• **ESERCIZI**:
- A) Per favore, individua e ricopia ogni riga delle voci in cui compare la parola "curb".
- B) Scrivi la parte successiva delle norme regie su sudditi, beni regali e rifugiati nelle chiese, riprendendo dopo l'ultima frase riportata.

• **ESTRATTO DEL DOCUMENTO**:
□ □ □ □

3. Esortiamo principi, conti, baroni maggiori e minori, arcivescovi, vescovi, abati, e chiunque abbia soggetti cittadini, borghesi, rustici o gente di qualunque condizione, a trattarli umanamente, mettere in pratica la misericordia, soprattutto quando debbono chiedere a coloro che hanno soggetti l'aiuto dovuto, [in misura] opportuna e moderata: suscitano allora gradimento in Dio e massima gioia in noi, al cui potere e governo la disposizione divina sottomise tanto i signori che i soggetti. E se ciò verrà trascurato, toccherà alla nostra sollecitudine correggere in meglio il mal fatto.
4. Vogliamo che i nostri principi, conti, baroni tutti, arcivescovi, vescovi, abati sappiano che chiunque tiene parte grande o piccola dei nostri beni regali, non può in nessun modo o con nessun espediente alienare, donare o vendere cosa alcuna che faccia parte di essi, né menomarla in tutto o in parte, causando diminuzione, dissesto o detrimento per la condizione dei beni regali.
6. Con la presente legge, che con l'aiuto di Dio varrà in perpetuo in ogni parte del nostro regno, stabiliamo che nessun rifugiato, quale che sia la sua condizione, sia espulso o tratto a forza dalle santissime chiese; né venga preteso quel che essi dovevano dai venerabili vescovi o dagli economi, essendo punito con pena di morte o perdita di tutti i beni chi si azzardasse a tentarlo o a farlo. Intanto non si neghi il vitto ai rifugiati. Peraltro se un servo o un colono o un servo della gleba si sottraesse al padrone o riparasse in luogo sacro avendo rubato, sia consegnato al padrone con le cose che ha portato con sé, perché subisca punizione secondo la natura del misfatto, o, previa intercessione, venga accolto in pietà e grazia. Infatti a nessuno dev'essere sottratto quanto gli spetta per diritto.

□ □ □ □

• **MATERIALE FORNITO**:
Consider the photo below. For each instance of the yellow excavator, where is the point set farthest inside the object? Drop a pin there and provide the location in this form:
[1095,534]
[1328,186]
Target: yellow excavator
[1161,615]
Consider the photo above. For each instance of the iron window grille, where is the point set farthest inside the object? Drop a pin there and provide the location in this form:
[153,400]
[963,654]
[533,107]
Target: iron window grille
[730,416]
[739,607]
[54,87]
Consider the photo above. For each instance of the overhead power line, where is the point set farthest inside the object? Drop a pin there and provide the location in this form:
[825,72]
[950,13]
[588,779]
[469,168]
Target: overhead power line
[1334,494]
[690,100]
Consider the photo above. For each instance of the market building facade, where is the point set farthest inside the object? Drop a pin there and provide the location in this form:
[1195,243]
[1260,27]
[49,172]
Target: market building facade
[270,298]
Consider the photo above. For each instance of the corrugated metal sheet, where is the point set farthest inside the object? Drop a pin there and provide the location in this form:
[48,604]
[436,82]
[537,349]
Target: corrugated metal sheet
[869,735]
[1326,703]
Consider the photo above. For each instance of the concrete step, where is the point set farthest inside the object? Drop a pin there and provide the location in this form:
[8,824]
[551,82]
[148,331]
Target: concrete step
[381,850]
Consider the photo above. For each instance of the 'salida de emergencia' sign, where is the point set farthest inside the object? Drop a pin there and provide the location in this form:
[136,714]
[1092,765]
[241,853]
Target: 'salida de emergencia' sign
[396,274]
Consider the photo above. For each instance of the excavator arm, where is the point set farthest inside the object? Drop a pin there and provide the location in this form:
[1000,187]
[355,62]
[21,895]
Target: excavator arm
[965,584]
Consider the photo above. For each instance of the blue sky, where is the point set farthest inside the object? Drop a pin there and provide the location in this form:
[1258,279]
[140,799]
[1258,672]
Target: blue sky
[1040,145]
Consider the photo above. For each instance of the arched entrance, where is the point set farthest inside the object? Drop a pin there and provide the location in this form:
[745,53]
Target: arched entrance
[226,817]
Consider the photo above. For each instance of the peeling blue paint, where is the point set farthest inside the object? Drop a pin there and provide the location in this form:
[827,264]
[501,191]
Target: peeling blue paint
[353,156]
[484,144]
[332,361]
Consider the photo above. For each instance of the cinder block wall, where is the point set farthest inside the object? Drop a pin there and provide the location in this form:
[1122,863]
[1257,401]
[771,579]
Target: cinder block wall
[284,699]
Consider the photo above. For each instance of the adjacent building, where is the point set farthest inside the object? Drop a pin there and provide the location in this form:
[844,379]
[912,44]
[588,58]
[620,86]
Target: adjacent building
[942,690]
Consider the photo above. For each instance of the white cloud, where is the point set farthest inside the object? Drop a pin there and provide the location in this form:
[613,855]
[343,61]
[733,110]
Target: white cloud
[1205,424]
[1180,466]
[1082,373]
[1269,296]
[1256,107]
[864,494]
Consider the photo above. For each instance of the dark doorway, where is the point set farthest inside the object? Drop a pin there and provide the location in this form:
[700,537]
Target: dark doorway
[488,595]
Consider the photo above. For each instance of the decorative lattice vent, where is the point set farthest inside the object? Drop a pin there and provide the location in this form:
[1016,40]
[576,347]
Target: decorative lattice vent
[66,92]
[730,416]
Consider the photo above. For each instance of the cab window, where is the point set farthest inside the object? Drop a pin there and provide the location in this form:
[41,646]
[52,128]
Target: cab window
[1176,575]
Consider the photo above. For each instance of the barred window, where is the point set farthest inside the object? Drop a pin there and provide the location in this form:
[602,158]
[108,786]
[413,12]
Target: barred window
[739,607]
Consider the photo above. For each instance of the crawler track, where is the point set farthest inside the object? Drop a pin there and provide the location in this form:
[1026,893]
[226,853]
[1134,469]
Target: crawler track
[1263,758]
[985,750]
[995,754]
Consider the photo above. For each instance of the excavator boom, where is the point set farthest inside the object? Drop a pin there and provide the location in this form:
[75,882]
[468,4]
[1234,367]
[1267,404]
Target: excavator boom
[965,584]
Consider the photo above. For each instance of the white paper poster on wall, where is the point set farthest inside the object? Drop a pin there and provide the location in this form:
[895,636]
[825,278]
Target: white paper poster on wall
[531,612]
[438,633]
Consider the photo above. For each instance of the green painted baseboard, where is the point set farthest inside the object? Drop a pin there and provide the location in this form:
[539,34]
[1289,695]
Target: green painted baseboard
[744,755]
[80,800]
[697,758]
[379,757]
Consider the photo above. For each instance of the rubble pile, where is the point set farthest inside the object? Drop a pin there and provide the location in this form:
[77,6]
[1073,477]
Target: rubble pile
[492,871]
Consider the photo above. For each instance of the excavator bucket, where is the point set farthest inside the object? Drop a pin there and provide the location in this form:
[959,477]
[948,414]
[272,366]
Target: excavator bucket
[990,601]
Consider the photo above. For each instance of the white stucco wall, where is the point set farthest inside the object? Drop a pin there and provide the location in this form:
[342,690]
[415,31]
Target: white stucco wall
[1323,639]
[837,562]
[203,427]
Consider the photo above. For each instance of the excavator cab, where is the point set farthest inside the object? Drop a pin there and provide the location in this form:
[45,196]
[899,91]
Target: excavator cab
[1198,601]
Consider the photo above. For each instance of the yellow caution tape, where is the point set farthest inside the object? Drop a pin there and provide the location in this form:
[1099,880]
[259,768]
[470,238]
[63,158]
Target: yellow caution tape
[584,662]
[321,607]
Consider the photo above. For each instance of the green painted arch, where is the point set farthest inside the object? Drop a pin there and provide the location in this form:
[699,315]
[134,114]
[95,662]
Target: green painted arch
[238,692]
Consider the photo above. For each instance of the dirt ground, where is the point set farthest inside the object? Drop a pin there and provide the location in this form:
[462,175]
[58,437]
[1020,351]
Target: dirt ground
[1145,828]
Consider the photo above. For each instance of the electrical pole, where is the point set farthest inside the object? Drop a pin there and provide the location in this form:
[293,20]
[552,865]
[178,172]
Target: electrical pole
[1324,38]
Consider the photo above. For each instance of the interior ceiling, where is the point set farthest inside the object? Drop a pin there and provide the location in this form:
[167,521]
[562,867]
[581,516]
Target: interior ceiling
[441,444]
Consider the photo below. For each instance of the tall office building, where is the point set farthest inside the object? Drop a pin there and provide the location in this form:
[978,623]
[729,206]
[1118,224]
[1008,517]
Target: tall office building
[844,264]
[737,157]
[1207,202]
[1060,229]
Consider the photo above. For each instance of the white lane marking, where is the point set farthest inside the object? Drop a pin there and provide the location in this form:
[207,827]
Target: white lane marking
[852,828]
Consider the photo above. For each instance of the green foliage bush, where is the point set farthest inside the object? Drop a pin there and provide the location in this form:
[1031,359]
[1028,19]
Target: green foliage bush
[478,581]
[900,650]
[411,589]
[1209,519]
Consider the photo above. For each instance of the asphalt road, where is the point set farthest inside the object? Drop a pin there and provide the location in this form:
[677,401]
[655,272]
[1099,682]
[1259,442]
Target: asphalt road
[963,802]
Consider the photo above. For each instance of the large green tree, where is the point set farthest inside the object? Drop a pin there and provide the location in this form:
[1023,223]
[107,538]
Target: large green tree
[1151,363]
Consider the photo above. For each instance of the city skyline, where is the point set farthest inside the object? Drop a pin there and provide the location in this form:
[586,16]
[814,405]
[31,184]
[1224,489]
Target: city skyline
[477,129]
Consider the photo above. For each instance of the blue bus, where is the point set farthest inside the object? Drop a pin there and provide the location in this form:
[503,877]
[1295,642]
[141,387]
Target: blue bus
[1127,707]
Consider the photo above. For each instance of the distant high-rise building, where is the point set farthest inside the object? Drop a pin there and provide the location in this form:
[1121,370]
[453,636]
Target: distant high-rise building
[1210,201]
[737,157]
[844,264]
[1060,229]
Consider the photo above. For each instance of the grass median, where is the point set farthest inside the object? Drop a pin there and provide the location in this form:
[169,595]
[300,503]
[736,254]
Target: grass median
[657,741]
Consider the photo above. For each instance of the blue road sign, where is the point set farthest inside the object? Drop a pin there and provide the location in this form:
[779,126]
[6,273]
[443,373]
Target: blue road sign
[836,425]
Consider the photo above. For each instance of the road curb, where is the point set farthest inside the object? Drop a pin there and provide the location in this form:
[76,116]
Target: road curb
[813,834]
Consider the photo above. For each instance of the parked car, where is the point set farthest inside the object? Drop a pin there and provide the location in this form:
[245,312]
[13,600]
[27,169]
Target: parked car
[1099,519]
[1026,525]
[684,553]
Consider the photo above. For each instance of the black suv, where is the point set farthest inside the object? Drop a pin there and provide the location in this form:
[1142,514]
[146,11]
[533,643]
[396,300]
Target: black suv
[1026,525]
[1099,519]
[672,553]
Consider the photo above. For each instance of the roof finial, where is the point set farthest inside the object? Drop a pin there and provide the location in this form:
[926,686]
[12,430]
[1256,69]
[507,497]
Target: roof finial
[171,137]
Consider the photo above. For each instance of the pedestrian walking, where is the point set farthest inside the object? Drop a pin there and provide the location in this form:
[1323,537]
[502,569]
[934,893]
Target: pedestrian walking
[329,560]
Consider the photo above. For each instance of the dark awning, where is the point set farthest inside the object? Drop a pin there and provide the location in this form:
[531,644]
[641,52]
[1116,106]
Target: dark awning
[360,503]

□ □ □ □

• **SOLUZIONI**:
- A)
Consider the photo above. For each instance of the road curb, where is the point set farthest inside the object? Drop a pin there and provide the location in this form:
Target: road curb

- B)
7. Se per temerarietà di qualcuno verranno violati o conculcati perfidamente i privilegi di qualche venerabile chiesa, la chiesa stessa sia indennizzata del misfatto in proporzione al danno; e se non avrà abbastanza per la multa cui verrà condannato, sia deferito al giudizio del re o alla discrezione degli ufficiali. Comunque dovrà soggiacere alla clemenza regia o alla discrezione degli ufficiali, secondo la natura del misfatto.
12. Giudei e pagani non ardiscano vendere o comprare servi cristiani, né possederli ad alcun titolo, né trattenerli in pegno; se lo oseranno, siano confiscati tutti i loro beni e divengano servi alla Curia. E se eventualmente con nefanda audacia o con la persuasione li faranno circoncidere o rinnegare la fede, siano puniti di pena capitale.
13. Profondamente esecriamo gli apostati della fede cattolica, li perseguitiamo coi castighi; li spogliamo di tutti i beni; coartiamo con le leggi, priviamo della successione, escludiamo da ogni legittimo diritto chi fa naufragare la propria professione o voto.
17. Non è lecito discutere su giudizio, consigli, disposizioni, fatti del re; è infatti equivalente a sacrilegio discutere sui suoi giudizi, disposizioni, fatti e consigli e se sia degno quegli che il re sceglie e designa. Molte leggi punirono con grande severità i sacrileghi, ma la pena va moderata a discrezione del giudice, a meno che non siano state infrante con la violenza le opere dei templi di Dio o non siano stati asportati nottetempo offerte e vasellame sacro. In questo caso [il reato] è capitale.
18. Chiunque organizzi con una o più persone, o anche privatamente, un'infame congiura o dia e riceve giuramento di congiura e mediti e trami l'assassinio delle illustri persone che partecipano ai nostri consigli e al nostro concistoro, vuole il diritto che [in lui] l'intenzione del delitto sia punita con la stessa severità dell'attuazione; egli sia dunque ucciso di spada come reo di maestà e tutti i suoi beni devoluti al Fisco. I suoi figli non ricevano mai beneficio alcuno né dalla nostra benevolenza né in forza del diritto. Gli sia conforto la morte, supplizio la vita. Ma se qualcuno dei congiurati rivelerà tempestivamente il fatto segua teste venia e grazia.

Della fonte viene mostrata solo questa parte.